What to work on ->
Line count for the string "distant": state how many lines in the records below hold it, giving only the number.

Dataset records:
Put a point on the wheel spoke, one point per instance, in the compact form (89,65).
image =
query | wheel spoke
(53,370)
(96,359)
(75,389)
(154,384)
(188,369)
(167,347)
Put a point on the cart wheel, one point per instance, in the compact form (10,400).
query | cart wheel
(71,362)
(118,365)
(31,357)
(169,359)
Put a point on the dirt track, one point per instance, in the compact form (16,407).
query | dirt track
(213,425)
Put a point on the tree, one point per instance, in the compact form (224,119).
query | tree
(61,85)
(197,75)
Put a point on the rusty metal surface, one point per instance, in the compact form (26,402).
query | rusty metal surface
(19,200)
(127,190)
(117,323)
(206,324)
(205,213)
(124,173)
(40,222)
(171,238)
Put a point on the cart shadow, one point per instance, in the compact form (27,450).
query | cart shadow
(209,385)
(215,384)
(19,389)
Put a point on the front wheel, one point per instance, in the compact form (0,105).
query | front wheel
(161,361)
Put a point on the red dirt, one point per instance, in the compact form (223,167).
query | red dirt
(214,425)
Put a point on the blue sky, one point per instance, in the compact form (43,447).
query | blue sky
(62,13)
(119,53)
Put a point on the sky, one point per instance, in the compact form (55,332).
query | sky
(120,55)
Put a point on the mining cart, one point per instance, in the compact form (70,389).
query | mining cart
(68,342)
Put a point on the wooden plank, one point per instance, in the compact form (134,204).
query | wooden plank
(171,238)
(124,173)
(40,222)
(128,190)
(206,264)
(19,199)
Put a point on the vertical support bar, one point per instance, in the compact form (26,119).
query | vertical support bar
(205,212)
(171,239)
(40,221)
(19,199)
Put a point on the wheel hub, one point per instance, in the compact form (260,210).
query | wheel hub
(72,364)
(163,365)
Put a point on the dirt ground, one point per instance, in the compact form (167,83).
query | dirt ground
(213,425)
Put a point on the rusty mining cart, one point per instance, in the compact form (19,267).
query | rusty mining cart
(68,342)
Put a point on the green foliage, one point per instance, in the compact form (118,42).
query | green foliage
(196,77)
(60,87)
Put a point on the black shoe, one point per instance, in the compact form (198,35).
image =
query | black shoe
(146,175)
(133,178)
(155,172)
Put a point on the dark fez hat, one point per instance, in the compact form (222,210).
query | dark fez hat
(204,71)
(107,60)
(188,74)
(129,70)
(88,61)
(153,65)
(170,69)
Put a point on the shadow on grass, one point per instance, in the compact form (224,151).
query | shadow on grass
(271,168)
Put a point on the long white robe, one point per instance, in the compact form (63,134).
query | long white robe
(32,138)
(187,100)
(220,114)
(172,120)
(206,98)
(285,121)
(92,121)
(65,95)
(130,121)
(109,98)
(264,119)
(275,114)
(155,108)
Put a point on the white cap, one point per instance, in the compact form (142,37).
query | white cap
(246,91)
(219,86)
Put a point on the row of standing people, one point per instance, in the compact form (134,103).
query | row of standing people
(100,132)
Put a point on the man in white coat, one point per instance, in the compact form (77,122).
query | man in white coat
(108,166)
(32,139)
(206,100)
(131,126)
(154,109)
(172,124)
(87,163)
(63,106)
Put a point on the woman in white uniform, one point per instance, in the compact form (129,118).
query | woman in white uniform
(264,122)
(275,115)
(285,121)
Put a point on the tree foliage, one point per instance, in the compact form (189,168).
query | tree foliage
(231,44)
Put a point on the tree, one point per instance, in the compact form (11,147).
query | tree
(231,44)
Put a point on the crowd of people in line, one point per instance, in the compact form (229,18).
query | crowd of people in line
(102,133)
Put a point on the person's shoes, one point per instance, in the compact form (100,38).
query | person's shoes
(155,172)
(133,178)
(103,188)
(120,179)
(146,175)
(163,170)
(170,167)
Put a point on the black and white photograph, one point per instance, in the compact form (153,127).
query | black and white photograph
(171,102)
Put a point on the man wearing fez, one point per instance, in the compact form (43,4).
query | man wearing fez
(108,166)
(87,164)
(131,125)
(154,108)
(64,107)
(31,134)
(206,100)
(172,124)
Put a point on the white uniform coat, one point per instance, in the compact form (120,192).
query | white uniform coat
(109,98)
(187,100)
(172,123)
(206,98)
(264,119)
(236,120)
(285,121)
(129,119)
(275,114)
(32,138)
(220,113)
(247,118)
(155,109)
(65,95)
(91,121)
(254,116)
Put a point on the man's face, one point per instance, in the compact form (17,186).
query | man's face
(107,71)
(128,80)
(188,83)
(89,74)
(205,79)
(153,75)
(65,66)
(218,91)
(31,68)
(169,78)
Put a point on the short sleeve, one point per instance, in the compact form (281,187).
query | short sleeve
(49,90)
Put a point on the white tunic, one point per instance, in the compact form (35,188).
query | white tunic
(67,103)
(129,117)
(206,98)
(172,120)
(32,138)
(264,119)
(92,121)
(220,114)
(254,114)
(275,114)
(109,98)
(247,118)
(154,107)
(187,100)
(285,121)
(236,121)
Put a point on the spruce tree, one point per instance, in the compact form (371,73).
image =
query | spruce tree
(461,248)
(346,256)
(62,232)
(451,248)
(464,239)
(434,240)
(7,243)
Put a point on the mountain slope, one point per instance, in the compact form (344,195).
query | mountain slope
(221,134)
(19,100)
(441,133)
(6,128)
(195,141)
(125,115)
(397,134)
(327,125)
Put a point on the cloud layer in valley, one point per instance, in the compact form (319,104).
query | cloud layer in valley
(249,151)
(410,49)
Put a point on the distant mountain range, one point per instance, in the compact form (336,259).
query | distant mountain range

Exercise output ->
2